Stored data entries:
▼

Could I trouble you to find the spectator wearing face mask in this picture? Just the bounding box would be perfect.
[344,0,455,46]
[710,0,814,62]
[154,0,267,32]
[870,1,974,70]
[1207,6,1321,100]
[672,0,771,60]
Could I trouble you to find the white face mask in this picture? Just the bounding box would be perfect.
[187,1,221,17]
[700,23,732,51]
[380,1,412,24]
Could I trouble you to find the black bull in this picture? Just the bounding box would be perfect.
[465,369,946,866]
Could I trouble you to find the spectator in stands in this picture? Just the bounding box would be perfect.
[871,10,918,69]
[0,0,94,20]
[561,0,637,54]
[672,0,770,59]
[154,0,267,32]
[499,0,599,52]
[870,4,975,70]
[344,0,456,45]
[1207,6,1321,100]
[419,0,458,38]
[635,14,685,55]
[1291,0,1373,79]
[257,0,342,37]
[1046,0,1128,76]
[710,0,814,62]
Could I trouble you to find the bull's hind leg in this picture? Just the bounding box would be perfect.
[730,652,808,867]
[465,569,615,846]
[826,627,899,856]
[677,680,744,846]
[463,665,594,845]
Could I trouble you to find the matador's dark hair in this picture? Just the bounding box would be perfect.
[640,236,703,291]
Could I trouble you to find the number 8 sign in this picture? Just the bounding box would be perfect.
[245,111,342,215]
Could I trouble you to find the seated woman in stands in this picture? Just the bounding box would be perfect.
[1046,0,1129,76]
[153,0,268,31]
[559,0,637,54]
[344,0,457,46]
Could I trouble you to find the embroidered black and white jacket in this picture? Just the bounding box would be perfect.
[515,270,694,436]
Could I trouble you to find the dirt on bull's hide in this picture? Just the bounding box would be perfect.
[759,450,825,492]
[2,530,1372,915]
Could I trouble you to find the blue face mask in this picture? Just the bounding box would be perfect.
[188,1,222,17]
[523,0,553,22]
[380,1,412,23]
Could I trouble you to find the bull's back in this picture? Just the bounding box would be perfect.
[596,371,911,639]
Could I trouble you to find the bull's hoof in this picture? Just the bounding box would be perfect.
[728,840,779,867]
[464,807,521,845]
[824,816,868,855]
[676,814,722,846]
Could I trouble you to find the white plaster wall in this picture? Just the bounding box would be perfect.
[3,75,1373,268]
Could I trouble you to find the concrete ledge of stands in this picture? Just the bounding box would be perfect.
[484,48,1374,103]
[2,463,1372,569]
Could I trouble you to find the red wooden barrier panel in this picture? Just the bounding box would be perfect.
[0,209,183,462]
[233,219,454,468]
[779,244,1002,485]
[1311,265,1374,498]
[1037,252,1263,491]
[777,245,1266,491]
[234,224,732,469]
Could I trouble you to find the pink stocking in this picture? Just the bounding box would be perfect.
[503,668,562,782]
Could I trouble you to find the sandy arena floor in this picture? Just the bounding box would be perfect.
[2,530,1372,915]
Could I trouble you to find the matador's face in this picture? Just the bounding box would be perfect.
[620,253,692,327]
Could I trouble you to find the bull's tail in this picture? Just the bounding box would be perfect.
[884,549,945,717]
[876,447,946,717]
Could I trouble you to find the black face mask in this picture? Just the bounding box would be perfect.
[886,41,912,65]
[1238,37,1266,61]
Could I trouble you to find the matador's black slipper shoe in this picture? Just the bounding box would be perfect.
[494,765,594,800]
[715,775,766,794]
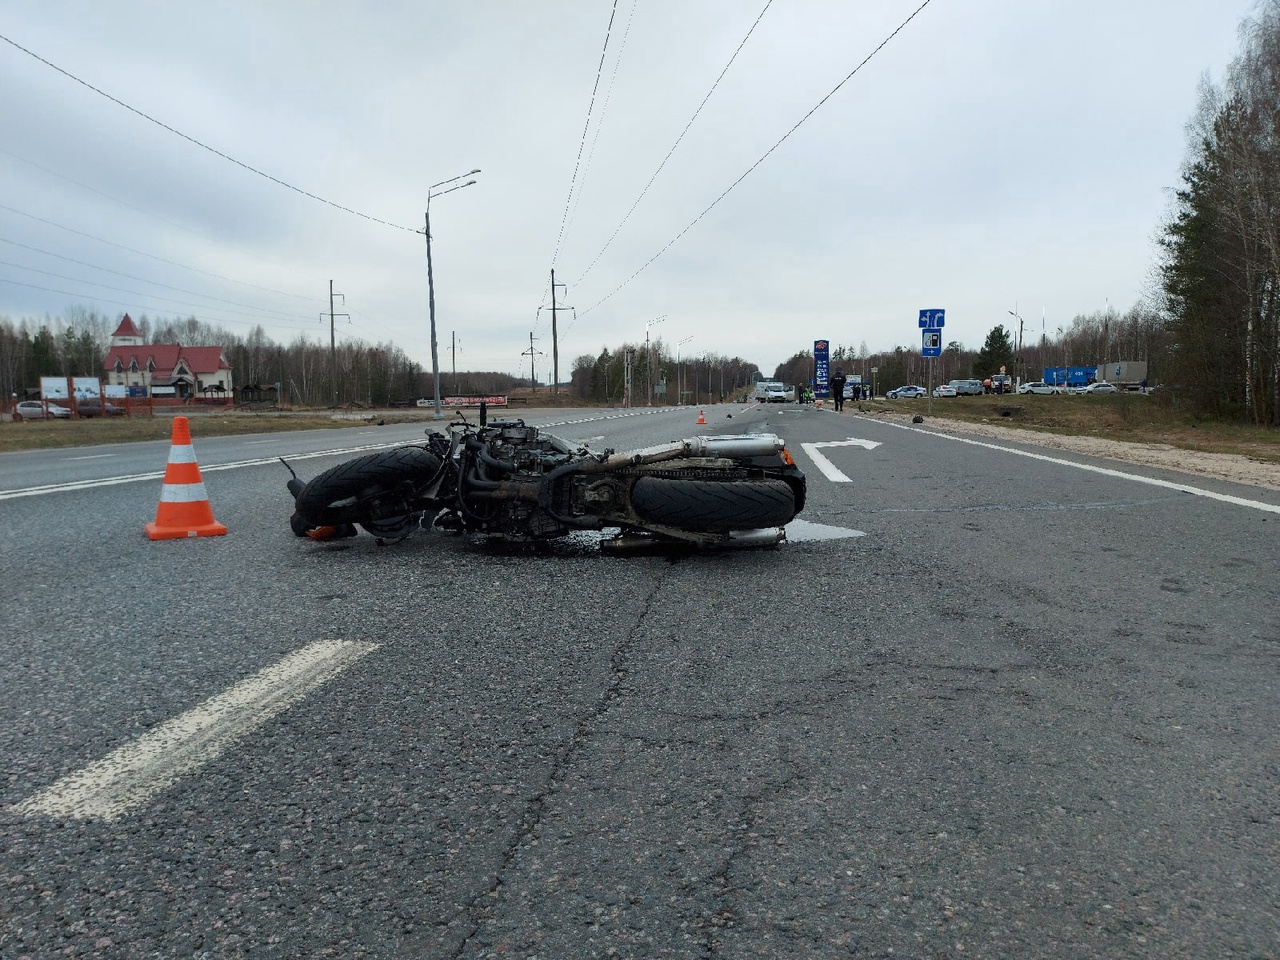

▲

• [What you have to do]:
Skip all pictures. Copy exactly the lines from the one containing "Could I trouble you to find the red" through the end of the records, both ends included.

• [Written reply]:
Could I trouble you to find the red wooden barrier panel in this picture? Just the bounding box would be perfect.
[0,209,183,462]
[233,219,454,468]
[779,244,1002,485]
[1311,265,1374,498]
[1037,252,1263,491]
[777,245,1266,491]
[234,224,732,469]
Could I trouble you to find the pink stocking in this picture? Just the bounding box would be perfect.
[503,668,562,782]
Could I trouble you to find the sandy arena floor in this picture? Just the bounding box would be perfect.
[2,530,1372,915]
Could I trouble you to find the matador's face in this picture? Just the bounding box would be perfect.
[620,253,692,327]
Could I trouble you to find the bull's tail in this picture? Just the bounding box would be perfect.
[884,549,945,717]
[876,447,946,717]
Could I trouble you to find the black face mask in this picture? Just the bounding box would be perfect.
[886,41,912,65]
[1238,37,1266,61]
Could I trouble you to find the matador's black slipper shoe in this picture? Just the bounding box would be perfect.
[494,765,594,800]
[715,775,766,794]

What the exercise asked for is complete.